Records from a dataset:

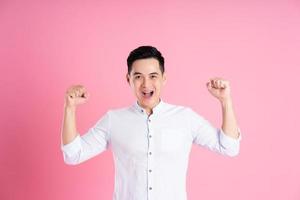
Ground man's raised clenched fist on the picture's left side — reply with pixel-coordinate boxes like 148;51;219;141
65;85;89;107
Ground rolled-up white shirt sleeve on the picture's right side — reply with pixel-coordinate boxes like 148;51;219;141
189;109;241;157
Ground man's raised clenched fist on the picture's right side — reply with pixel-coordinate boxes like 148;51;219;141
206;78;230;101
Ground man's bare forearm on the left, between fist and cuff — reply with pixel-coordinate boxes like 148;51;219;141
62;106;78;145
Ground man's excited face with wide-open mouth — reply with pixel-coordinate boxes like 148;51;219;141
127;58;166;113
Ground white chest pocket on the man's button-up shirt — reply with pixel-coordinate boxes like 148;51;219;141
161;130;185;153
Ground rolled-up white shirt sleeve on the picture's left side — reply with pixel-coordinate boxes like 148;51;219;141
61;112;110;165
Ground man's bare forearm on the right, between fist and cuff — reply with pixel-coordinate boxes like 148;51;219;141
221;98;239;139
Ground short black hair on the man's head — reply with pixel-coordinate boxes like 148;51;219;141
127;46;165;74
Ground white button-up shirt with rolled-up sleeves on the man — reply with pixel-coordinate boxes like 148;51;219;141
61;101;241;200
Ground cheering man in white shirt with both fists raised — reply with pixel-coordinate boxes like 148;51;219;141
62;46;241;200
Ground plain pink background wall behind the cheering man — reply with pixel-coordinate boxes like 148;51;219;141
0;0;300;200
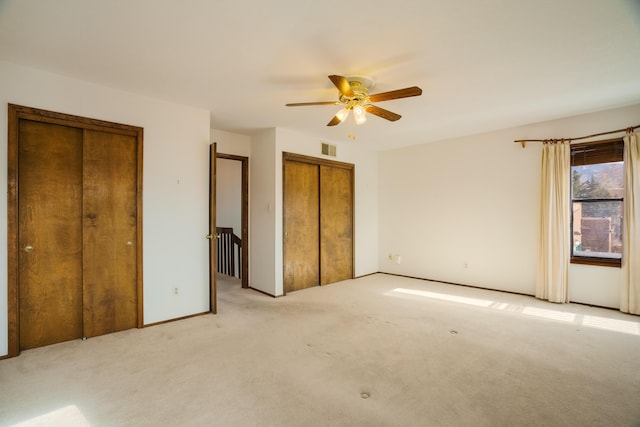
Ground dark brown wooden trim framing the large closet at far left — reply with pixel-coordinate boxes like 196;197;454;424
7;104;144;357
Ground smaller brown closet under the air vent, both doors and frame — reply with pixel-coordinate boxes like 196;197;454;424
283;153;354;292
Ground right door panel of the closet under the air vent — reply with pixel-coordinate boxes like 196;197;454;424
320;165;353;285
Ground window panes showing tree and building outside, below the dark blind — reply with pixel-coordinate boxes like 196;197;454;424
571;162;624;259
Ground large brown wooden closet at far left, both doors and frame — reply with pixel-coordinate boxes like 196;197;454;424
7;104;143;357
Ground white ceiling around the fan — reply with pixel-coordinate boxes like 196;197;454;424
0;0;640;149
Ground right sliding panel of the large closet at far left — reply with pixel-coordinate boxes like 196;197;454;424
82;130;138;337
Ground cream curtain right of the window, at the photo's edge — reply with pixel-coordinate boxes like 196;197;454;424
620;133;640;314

...

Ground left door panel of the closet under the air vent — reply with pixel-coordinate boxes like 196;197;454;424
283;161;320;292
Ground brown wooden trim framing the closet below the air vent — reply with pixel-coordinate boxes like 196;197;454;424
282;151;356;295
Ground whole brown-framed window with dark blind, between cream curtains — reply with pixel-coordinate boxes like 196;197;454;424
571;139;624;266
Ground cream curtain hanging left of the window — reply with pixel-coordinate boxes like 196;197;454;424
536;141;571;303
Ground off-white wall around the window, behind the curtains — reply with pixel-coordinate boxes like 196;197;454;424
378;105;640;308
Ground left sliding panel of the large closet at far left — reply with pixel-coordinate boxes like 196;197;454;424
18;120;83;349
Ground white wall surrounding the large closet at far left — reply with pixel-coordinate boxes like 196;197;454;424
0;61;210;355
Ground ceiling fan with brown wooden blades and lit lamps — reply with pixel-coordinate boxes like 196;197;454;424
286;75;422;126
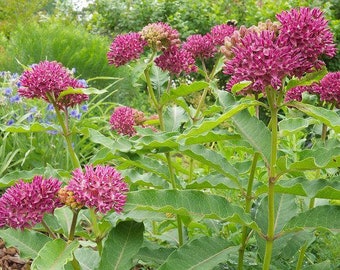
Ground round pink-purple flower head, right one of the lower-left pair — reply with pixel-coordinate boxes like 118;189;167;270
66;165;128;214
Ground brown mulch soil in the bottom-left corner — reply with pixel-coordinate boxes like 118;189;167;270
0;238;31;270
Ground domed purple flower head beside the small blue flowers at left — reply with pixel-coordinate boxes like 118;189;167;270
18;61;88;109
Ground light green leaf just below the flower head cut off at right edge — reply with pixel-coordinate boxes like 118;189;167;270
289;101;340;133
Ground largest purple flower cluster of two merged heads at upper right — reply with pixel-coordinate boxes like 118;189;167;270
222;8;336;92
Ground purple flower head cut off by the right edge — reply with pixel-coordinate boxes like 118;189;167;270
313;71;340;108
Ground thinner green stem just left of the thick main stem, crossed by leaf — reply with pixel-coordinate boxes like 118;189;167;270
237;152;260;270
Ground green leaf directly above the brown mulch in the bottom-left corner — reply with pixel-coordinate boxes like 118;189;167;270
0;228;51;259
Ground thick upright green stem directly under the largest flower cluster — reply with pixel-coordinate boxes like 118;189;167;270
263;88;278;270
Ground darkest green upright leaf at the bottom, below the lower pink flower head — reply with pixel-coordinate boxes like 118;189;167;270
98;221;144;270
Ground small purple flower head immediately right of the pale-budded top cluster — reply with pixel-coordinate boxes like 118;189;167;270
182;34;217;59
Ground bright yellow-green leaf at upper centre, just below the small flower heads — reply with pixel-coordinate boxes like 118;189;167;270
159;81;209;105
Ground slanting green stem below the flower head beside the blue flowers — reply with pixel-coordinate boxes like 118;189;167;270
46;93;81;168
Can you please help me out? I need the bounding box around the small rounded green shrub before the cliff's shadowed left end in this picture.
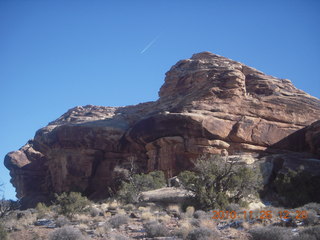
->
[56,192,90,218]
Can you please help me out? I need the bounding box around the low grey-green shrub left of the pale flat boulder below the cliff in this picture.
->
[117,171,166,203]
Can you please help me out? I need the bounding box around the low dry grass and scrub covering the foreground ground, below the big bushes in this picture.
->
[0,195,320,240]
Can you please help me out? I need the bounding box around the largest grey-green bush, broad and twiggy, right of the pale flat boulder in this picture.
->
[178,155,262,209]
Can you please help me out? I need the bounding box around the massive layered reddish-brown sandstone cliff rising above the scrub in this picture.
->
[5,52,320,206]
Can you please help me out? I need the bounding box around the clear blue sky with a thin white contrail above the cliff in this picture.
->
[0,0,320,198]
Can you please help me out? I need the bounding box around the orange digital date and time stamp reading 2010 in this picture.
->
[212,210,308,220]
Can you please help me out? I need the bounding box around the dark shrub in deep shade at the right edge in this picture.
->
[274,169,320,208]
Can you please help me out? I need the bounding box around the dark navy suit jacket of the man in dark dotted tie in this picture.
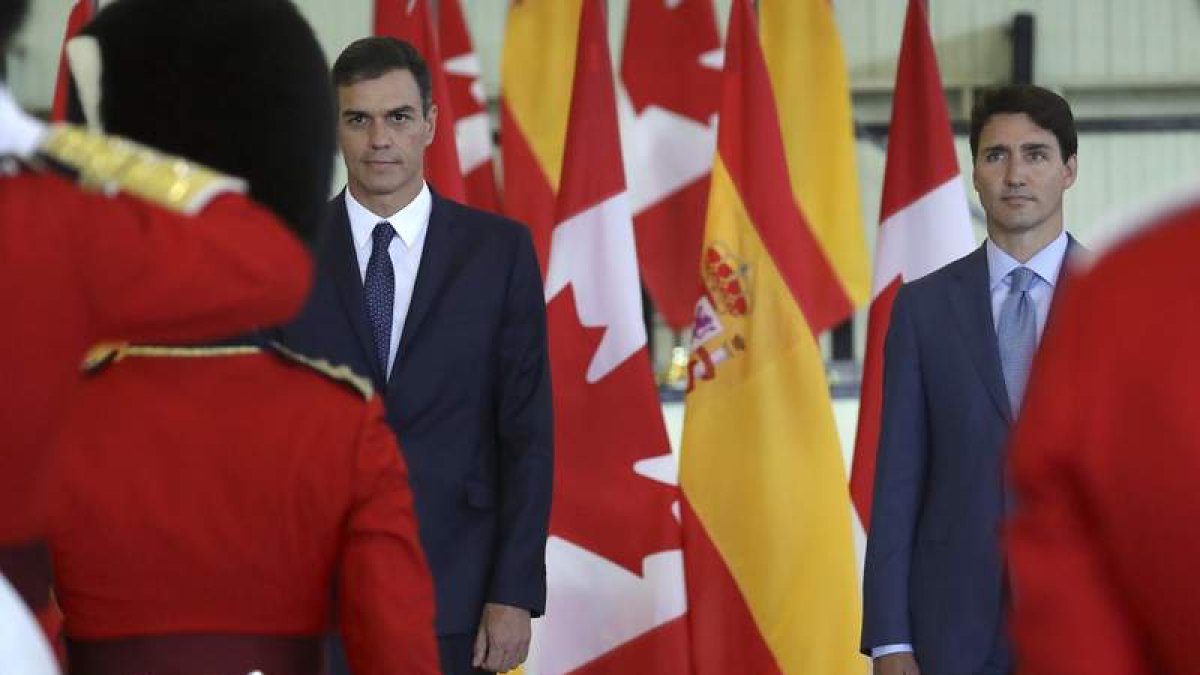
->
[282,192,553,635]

--

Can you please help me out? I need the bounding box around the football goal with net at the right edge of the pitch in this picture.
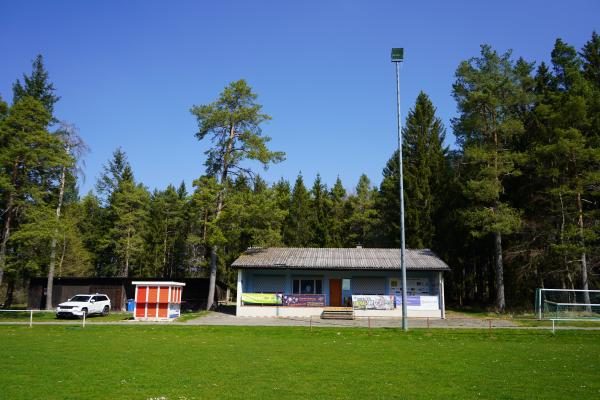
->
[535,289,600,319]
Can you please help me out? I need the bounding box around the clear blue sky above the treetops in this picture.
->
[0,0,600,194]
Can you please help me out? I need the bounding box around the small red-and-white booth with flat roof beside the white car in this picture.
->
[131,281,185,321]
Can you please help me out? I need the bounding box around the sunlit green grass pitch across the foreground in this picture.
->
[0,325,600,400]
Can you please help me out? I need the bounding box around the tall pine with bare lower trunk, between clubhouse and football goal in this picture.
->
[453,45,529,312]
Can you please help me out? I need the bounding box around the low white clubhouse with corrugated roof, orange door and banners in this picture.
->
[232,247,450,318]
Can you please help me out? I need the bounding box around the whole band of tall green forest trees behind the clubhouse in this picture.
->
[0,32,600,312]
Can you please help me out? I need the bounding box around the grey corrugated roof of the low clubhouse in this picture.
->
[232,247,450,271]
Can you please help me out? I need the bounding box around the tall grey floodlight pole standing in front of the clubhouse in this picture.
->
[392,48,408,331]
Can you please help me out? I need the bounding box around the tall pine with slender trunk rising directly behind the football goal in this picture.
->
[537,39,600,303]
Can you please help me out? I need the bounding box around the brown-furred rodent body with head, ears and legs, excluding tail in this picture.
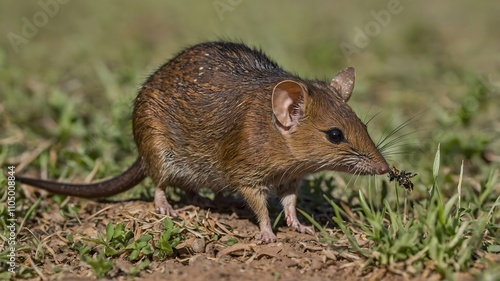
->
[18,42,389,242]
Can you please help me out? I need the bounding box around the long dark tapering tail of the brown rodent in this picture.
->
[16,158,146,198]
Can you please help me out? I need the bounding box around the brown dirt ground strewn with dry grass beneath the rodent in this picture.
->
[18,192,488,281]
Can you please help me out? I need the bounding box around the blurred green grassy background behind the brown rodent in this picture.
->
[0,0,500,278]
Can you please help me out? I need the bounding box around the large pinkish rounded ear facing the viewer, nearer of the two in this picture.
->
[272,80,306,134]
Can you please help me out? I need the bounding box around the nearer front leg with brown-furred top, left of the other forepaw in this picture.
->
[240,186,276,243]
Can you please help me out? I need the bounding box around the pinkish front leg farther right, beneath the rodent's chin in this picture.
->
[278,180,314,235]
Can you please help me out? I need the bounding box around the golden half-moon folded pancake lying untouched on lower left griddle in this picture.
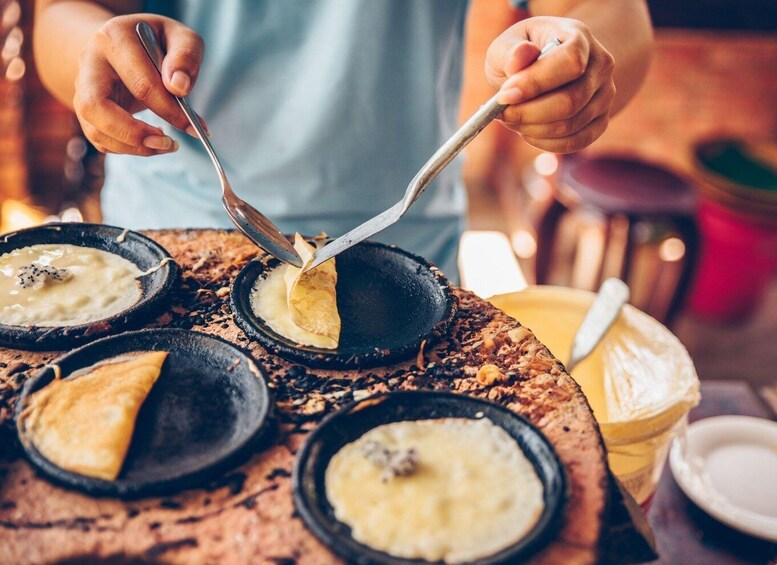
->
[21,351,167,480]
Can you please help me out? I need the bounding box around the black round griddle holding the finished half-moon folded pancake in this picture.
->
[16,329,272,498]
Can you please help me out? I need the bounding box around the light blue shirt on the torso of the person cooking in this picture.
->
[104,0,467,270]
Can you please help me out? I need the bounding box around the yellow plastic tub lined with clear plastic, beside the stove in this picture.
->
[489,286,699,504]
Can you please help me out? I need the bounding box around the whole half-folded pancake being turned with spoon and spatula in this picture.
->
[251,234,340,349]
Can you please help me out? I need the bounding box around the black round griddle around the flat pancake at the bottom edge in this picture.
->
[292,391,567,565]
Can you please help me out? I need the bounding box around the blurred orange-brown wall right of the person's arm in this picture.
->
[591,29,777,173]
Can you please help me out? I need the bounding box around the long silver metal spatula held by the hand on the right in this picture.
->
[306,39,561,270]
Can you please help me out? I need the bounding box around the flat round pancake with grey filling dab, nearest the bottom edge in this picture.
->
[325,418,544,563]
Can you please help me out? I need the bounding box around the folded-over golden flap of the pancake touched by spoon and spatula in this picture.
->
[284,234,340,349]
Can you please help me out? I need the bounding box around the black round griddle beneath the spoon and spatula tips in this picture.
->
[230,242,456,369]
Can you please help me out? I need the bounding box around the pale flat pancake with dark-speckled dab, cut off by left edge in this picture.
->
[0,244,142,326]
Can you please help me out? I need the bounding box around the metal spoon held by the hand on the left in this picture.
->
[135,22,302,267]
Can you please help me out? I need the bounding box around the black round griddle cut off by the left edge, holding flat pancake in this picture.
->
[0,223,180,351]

• **What you are asked to do**:
Your response should be the lines of the entries above that include the string "roof".

• **Written solution**:
Can you please help me out? I need the bounding box around the small red-and-white booth with flat roof beside the white car in this picture.
Can you please help me out? I need the bounding box around the low white clubhouse with corrugated roof, orange door and banners in this picture.
Can you please help me out? I need the bounding box around the grey corrugated roof of the low clubhouse in this picture.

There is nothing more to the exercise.